Copy the listing as it is written, and leave each picture out.

━━━━━━━━━━━━━━━━━━━━━━━━━━━━━━

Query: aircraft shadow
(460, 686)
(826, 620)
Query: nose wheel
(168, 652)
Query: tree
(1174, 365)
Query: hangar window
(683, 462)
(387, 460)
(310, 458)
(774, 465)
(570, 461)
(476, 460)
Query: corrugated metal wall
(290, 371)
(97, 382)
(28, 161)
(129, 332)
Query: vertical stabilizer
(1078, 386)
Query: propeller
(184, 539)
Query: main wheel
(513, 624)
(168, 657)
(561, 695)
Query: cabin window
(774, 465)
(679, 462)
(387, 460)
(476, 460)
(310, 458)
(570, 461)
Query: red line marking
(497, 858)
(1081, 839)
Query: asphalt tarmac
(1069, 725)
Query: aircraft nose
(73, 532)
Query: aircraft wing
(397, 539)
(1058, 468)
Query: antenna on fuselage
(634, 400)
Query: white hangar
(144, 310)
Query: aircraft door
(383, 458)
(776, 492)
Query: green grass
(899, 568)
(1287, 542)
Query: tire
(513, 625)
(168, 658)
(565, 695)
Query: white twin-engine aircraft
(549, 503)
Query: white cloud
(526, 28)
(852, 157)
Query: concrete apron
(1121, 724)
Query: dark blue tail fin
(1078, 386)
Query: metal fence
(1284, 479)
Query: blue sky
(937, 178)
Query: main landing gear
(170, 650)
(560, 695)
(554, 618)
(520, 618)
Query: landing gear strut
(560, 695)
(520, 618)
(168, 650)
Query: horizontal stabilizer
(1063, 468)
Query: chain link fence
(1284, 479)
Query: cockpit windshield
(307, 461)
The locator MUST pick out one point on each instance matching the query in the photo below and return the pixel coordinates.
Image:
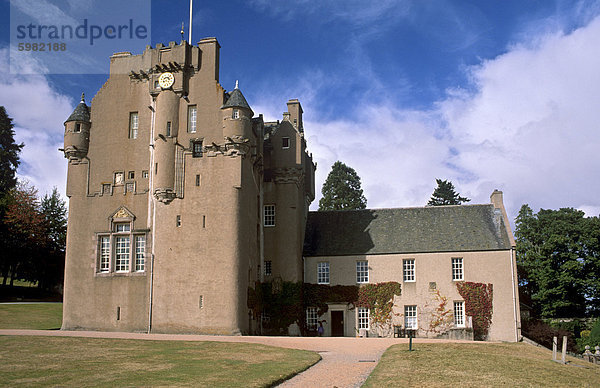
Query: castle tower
(77, 132)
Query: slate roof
(236, 100)
(405, 230)
(81, 113)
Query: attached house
(429, 250)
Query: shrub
(543, 334)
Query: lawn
(80, 362)
(31, 316)
(479, 365)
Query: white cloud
(528, 125)
(38, 113)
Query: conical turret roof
(81, 112)
(236, 100)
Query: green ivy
(478, 304)
(379, 298)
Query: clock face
(166, 80)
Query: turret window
(133, 125)
(197, 149)
(269, 215)
(122, 250)
(192, 115)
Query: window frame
(323, 272)
(458, 269)
(269, 214)
(460, 319)
(268, 267)
(364, 318)
(410, 316)
(362, 271)
(192, 124)
(409, 273)
(312, 318)
(134, 124)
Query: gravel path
(346, 362)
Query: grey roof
(405, 230)
(81, 112)
(236, 100)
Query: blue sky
(488, 94)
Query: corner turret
(237, 116)
(77, 132)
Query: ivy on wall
(478, 304)
(379, 298)
(286, 302)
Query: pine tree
(445, 194)
(342, 190)
(9, 161)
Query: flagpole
(190, 38)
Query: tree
(9, 153)
(341, 190)
(445, 194)
(51, 264)
(26, 234)
(558, 258)
(9, 161)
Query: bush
(543, 334)
(589, 337)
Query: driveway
(346, 362)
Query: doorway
(337, 323)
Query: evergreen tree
(51, 264)
(341, 190)
(9, 161)
(445, 194)
(558, 258)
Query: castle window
(457, 269)
(363, 318)
(459, 314)
(323, 272)
(122, 227)
(133, 125)
(408, 270)
(362, 271)
(122, 249)
(197, 149)
(105, 254)
(192, 114)
(269, 215)
(410, 317)
(119, 178)
(311, 318)
(140, 253)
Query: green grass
(81, 362)
(43, 316)
(479, 365)
(18, 282)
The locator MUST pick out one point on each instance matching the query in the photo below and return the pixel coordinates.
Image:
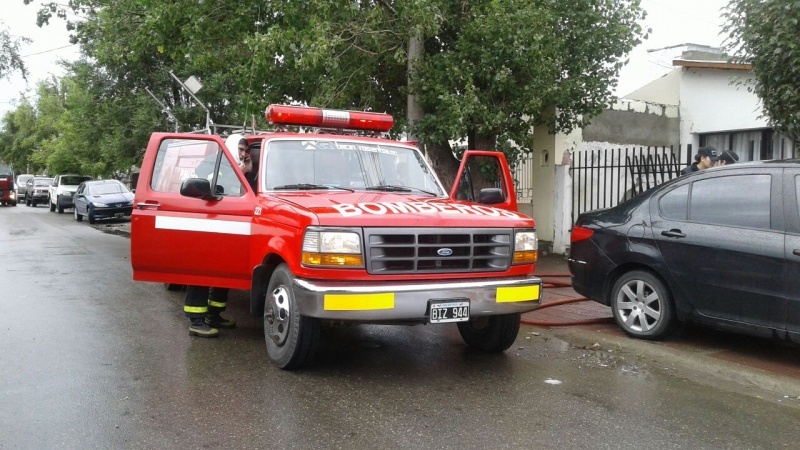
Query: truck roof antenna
(164, 109)
(189, 91)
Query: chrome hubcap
(276, 317)
(639, 306)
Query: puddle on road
(587, 357)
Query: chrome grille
(433, 250)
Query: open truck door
(192, 216)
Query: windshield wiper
(398, 188)
(308, 187)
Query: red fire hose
(558, 284)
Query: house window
(752, 145)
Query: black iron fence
(606, 177)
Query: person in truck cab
(249, 163)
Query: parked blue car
(102, 199)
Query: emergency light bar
(328, 118)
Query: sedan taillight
(580, 233)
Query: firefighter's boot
(198, 327)
(217, 321)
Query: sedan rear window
(722, 201)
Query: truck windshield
(348, 165)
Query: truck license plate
(444, 311)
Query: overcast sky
(672, 22)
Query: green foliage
(10, 59)
(765, 34)
(489, 69)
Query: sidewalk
(744, 363)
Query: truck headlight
(332, 248)
(526, 247)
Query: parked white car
(62, 189)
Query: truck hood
(381, 209)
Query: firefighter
(202, 306)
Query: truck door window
(180, 159)
(481, 172)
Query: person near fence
(704, 159)
(727, 157)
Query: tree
(18, 137)
(764, 33)
(10, 59)
(488, 69)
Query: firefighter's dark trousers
(201, 301)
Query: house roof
(712, 64)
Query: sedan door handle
(147, 205)
(673, 233)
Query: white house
(701, 101)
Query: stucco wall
(663, 91)
(710, 101)
(635, 123)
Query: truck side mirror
(197, 188)
(491, 196)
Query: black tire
(173, 287)
(492, 334)
(642, 306)
(291, 338)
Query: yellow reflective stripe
(518, 294)
(357, 302)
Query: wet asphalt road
(91, 359)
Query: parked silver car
(20, 186)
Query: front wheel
(642, 306)
(491, 334)
(291, 338)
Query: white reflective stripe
(204, 225)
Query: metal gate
(606, 177)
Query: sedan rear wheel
(642, 306)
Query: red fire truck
(344, 225)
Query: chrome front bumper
(389, 301)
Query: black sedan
(102, 199)
(720, 247)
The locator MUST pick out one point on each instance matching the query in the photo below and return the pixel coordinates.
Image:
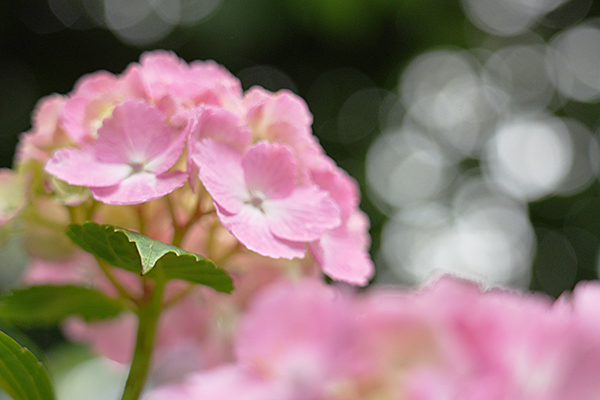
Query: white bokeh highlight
(529, 158)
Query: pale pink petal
(13, 194)
(81, 168)
(249, 225)
(137, 133)
(270, 169)
(93, 99)
(283, 117)
(221, 174)
(303, 216)
(343, 253)
(140, 188)
(341, 187)
(220, 125)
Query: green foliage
(140, 254)
(49, 305)
(22, 376)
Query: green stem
(149, 315)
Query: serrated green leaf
(138, 253)
(109, 244)
(22, 376)
(49, 305)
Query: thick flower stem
(149, 315)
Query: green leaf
(135, 252)
(49, 305)
(22, 376)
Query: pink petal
(221, 174)
(251, 228)
(140, 188)
(342, 252)
(341, 187)
(86, 107)
(304, 216)
(270, 169)
(223, 126)
(137, 133)
(81, 168)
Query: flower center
(256, 200)
(137, 166)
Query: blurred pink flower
(447, 340)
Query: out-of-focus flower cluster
(448, 340)
(178, 152)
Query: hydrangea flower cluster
(179, 153)
(448, 340)
(142, 135)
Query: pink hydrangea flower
(164, 75)
(342, 252)
(128, 163)
(93, 99)
(13, 194)
(448, 340)
(46, 134)
(258, 200)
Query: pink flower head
(13, 198)
(128, 163)
(94, 98)
(201, 82)
(283, 117)
(258, 200)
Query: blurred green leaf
(22, 376)
(49, 305)
(135, 252)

━━━━━━━━━━━━━━━━━━━━━━━━━━━━━━

» **REPLY**
Query: aircraft shadow
(460, 686)
(826, 620)
Query: nose wheel
(168, 652)
Query: tree
(1174, 365)
Query: hangar window
(683, 462)
(387, 460)
(310, 458)
(774, 465)
(570, 461)
(476, 460)
Query: corrugated metal wall
(290, 371)
(97, 382)
(28, 161)
(129, 332)
Query: vertical stabilizer
(1078, 386)
Query: propeller
(184, 539)
Query: main wheel
(513, 624)
(168, 657)
(561, 695)
Query: cabin window
(774, 465)
(679, 462)
(387, 460)
(476, 460)
(310, 458)
(570, 461)
Query: red line marking
(497, 858)
(1081, 839)
Query: asphalt tarmac
(1069, 725)
Query: aircraft nose
(73, 532)
Query: aircraft wing
(397, 539)
(1058, 468)
Query: antenna on fuselage
(634, 400)
Query: white hangar
(144, 310)
Query: aircraft door
(383, 458)
(776, 492)
Query: green grass
(899, 568)
(1287, 542)
Query: tire
(513, 625)
(168, 658)
(565, 695)
Query: white twin-engine aircraft
(549, 503)
Query: white cloud
(526, 28)
(852, 157)
Query: concrete apron
(1121, 724)
Query: dark blue tail fin
(1078, 386)
Query: metal fence
(1284, 479)
Query: blue sky
(937, 178)
Query: main landing gear
(170, 650)
(560, 695)
(554, 618)
(520, 618)
Query: landing gear strut
(560, 695)
(520, 618)
(168, 650)
Query: horizontal stabilizer
(1063, 468)
Query: chain link fence
(1284, 479)
Query: cockpit windshield
(307, 461)
The locator MUST pick out one point on each instance matching the query in the photo below and return the pixel coordinates.
Image:
Query: castle tower
(77, 132)
Query: slate roof
(236, 100)
(405, 230)
(81, 113)
Query: attached house
(429, 250)
Query: shrub
(543, 334)
Query: lawn
(80, 362)
(31, 316)
(479, 365)
Query: white cloud
(528, 125)
(38, 113)
Query: conical turret roof
(81, 112)
(236, 100)
Query: green ivy
(478, 304)
(379, 298)
Query: clock face
(166, 80)
Query: turret window
(133, 125)
(197, 149)
(269, 215)
(122, 250)
(192, 115)
Query: window frame
(323, 272)
(458, 269)
(269, 214)
(460, 319)
(268, 267)
(364, 318)
(410, 316)
(362, 271)
(192, 124)
(409, 273)
(312, 318)
(134, 124)
Query: gravel path
(346, 362)
Query: grey roof
(405, 230)
(81, 112)
(236, 100)
Query: blue sky
(488, 94)
Query: corner turret
(237, 116)
(77, 132)
Query: ivy on wall
(478, 304)
(379, 298)
(286, 302)
Query: pine tree
(445, 194)
(342, 190)
(9, 161)
Query: flagpole
(190, 38)
Query: tree
(9, 153)
(341, 190)
(445, 194)
(51, 264)
(26, 234)
(558, 258)
(9, 161)
Query: bush
(543, 334)
(589, 337)
Query: driveway
(346, 362)
Query: doorway
(337, 323)
Query: evergreen tree
(51, 264)
(341, 190)
(9, 161)
(445, 194)
(558, 258)
Query: castle window
(457, 269)
(363, 318)
(459, 314)
(323, 272)
(122, 227)
(133, 125)
(408, 270)
(362, 271)
(122, 249)
(197, 149)
(105, 254)
(192, 114)
(269, 215)
(410, 317)
(119, 178)
(311, 318)
(140, 253)
Query: green grass
(81, 362)
(43, 316)
(479, 365)
(18, 282)
The locator MUST pick out one point on each instance matching the query in the photo below and return the pixel coordinates.
Image:
Query: truck roof antenna
(164, 109)
(189, 91)
Query: chrome hubcap
(276, 317)
(639, 306)
Query: puddle on road
(587, 357)
Query: chrome grille
(433, 250)
Query: open truck door
(192, 216)
Query: windshield wiper
(398, 188)
(308, 187)
Query: red fire hose
(558, 284)
Query: house window
(752, 145)
Query: black iron fence
(606, 177)
Query: person in truck cab
(249, 163)
Query: parked blue car
(102, 199)
Query: emergency light bar
(328, 118)
Query: sedan taillight
(580, 233)
Query: firefighter's boot
(198, 327)
(217, 321)
Query: sedan rear window
(722, 201)
Query: truck windshield
(348, 165)
Query: truck license plate
(444, 311)
Query: overcast sky
(672, 22)
Query: green foliage
(10, 59)
(765, 34)
(489, 69)
Query: sidewalk
(744, 363)
Query: truck headlight
(332, 248)
(526, 247)
Query: parked white car
(62, 189)
Query: truck hood
(381, 209)
Query: firefighter
(202, 306)
Query: truck door window
(180, 159)
(481, 172)
Query: person near fence
(704, 159)
(727, 157)
Query: tree
(18, 137)
(764, 33)
(10, 59)
(488, 69)
Query: firefighter's dark trousers
(201, 301)
Query: house roof
(712, 64)
Query: sedan door handle
(147, 205)
(673, 233)
Query: white house
(701, 101)
Query: stucco wall
(663, 91)
(710, 101)
(635, 123)
Query: truck side mirror
(197, 188)
(491, 196)
Query: black tire
(173, 287)
(492, 334)
(642, 306)
(291, 338)
Query: yellow reflective stripe
(518, 294)
(357, 302)
Query: wet asphalt road
(91, 359)
Query: parked silver car
(20, 186)
Query: front wheel
(642, 306)
(491, 334)
(291, 338)
Query: white reflective stripe
(204, 225)
Query: metal gate
(606, 177)
Query: sedan rear wheel
(642, 306)
Query: red fire truck
(344, 225)
Query: chrome front bumper
(389, 301)
Query: black sedan
(102, 199)
(720, 247)
The locator MUST pick out one point on each instance matching the query in the photo below and return the pixel coordinates.
Image:
Query: white bokeh highlight
(529, 158)
Query: pale pink petal
(13, 194)
(81, 168)
(249, 225)
(137, 133)
(270, 169)
(93, 99)
(283, 117)
(221, 174)
(303, 216)
(343, 253)
(140, 188)
(341, 187)
(220, 125)
Query: green foliage
(140, 254)
(49, 305)
(22, 376)
Query: green stem
(149, 315)
Query: serrated green leaf
(138, 253)
(109, 244)
(22, 376)
(49, 305)
Query: thick flower stem
(149, 315)
Query: green leaf
(135, 252)
(49, 305)
(22, 376)
Query: pink petal
(221, 174)
(251, 228)
(140, 188)
(342, 252)
(341, 187)
(86, 107)
(304, 216)
(270, 169)
(223, 126)
(137, 133)
(81, 168)
Query: flower center
(256, 200)
(137, 166)
Query: blurred pink flower
(447, 340)
Query: out-of-focus flower cluster
(448, 340)
(178, 152)
Query: hydrangea flower cluster
(179, 153)
(448, 340)
(142, 135)
Query: pink hydrangea flower
(164, 75)
(342, 252)
(128, 163)
(93, 99)
(13, 194)
(448, 340)
(46, 134)
(258, 200)
Query: pink flower head
(13, 198)
(128, 163)
(94, 98)
(201, 82)
(283, 117)
(258, 200)
Query: blurred green leaf
(22, 376)
(49, 305)
(135, 252)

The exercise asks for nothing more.